Given the type of dataset, our use-case was to predict if a particular customer will buy or not buy a particular product. These types of Predictive Analytics are referred to as ‘Recommendations’.
Typically, we use techniques like the Apriori algorithm and basic collaborative filtering. The count of the sales in some categories was disproportionately higher than that of other categories. So, these techniques performed poorly.
Singular Value Decomposition (SVD) is another method to predict the probability of purchase. This is a popular technique used in movie or product recommendations. However, in this case, there were no ratings. So, to compensate, we calculated the number of times the product was purchased by the person out of all his visits and converted it to a rating of 1 to 5.
The algorithm was able to predict a value of 1 to 5 for each product. 5 implies a definite purchase and 1 implies that the chances are low. We calculate the algorithm on the n-1 purchases of data and then predicted the probability for the nth purchase. If we set 3 as the threshold, the algorithm was able to predict with an accuracy of 60-70%. This was just a simple prediction and not tuned or optimized.
Learn more about the role of predictive analysis in business analytics.

Directive → Reproduce the passage on purchase prediction between "The algorithm was able to predict a" and "in business analytics.", inclusive, substituting "cutoff" for "threshold".

Data shown →
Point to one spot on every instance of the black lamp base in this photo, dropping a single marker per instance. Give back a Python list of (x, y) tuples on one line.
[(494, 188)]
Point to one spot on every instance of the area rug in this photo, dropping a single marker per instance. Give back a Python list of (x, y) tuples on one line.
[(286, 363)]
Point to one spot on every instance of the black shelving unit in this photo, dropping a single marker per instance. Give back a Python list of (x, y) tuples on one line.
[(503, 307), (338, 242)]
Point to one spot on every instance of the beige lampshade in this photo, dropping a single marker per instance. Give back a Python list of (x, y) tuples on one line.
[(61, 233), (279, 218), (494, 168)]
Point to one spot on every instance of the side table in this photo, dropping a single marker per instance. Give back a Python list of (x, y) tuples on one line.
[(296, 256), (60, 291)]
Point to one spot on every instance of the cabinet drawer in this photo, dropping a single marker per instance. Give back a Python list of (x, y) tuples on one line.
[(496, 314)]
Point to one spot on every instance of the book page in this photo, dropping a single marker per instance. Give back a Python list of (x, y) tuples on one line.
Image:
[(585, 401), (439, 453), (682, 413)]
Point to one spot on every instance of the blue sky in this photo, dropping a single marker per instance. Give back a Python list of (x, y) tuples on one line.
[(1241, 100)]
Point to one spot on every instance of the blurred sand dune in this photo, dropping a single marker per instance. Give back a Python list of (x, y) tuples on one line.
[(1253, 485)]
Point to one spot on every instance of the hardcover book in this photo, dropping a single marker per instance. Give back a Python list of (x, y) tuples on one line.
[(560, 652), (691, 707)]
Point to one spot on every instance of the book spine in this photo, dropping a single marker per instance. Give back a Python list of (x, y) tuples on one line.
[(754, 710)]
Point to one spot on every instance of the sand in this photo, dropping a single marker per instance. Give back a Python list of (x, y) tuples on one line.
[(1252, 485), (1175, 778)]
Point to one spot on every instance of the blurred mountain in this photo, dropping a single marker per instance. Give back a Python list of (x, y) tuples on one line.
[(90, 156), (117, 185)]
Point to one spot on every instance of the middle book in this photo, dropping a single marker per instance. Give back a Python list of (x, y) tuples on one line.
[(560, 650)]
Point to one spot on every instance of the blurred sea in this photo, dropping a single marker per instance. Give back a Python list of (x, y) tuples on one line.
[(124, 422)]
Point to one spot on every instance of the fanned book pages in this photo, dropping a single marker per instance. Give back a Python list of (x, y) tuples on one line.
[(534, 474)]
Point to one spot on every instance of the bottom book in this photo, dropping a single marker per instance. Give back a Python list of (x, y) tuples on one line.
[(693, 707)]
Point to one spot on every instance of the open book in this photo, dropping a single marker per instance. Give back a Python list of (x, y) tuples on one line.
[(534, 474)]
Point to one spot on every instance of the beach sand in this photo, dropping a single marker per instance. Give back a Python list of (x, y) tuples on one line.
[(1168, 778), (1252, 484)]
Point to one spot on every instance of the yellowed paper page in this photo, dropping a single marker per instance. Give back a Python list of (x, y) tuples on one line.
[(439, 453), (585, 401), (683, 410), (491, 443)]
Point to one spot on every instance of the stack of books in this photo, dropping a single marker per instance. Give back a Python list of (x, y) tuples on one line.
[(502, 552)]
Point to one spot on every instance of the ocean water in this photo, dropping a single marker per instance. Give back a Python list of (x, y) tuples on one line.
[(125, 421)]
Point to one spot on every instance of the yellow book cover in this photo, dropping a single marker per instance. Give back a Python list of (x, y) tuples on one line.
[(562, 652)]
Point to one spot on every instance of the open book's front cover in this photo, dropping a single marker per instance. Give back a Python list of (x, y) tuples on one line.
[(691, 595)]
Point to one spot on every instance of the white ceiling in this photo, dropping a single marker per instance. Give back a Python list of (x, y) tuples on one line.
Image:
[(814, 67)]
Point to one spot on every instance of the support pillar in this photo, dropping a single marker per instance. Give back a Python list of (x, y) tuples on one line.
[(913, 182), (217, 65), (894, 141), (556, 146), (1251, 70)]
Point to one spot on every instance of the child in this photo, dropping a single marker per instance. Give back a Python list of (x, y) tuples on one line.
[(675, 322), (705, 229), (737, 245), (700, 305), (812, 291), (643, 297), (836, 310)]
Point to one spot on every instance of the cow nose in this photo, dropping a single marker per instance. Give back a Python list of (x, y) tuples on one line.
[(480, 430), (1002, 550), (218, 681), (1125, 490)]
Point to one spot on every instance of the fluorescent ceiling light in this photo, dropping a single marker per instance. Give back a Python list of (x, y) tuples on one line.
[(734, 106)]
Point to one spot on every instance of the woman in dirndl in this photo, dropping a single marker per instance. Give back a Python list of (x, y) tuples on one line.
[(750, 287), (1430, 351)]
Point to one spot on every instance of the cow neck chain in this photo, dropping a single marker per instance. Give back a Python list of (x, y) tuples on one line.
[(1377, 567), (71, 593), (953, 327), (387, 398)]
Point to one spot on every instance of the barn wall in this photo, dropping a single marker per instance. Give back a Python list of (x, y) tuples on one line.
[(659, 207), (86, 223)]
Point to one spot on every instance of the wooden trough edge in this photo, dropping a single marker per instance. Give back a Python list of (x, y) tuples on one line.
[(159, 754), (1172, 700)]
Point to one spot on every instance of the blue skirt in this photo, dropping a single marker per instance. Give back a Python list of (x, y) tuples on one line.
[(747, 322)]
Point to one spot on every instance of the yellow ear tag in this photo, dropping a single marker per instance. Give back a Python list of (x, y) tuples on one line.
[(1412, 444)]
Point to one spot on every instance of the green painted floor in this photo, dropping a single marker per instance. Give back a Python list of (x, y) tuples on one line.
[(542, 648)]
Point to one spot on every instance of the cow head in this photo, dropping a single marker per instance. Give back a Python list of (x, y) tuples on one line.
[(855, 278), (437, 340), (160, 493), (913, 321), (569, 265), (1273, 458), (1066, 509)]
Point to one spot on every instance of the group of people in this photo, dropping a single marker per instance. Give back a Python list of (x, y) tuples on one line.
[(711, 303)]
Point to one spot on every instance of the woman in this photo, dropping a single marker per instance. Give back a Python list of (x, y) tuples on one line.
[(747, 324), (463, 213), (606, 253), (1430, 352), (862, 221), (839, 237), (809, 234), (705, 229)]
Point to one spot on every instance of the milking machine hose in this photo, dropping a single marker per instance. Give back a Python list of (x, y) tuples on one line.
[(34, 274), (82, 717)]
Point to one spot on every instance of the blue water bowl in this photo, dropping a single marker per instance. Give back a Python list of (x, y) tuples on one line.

Full solution →
The algorithm was able to predict a value of 1 to 5 for each product. 5 implies a definite purchase and 1 implies that the chances are low. We calculate the algorithm on the n-1 purchases of data and then predicted the probability for the nth purchase. If we set 3 as the cutoff, the algorithm was able to predict with an accuracy of 60-70%. This was just a simple prediction and not tuned or optimized.
Learn more about the role of predictive analysis in business analytics.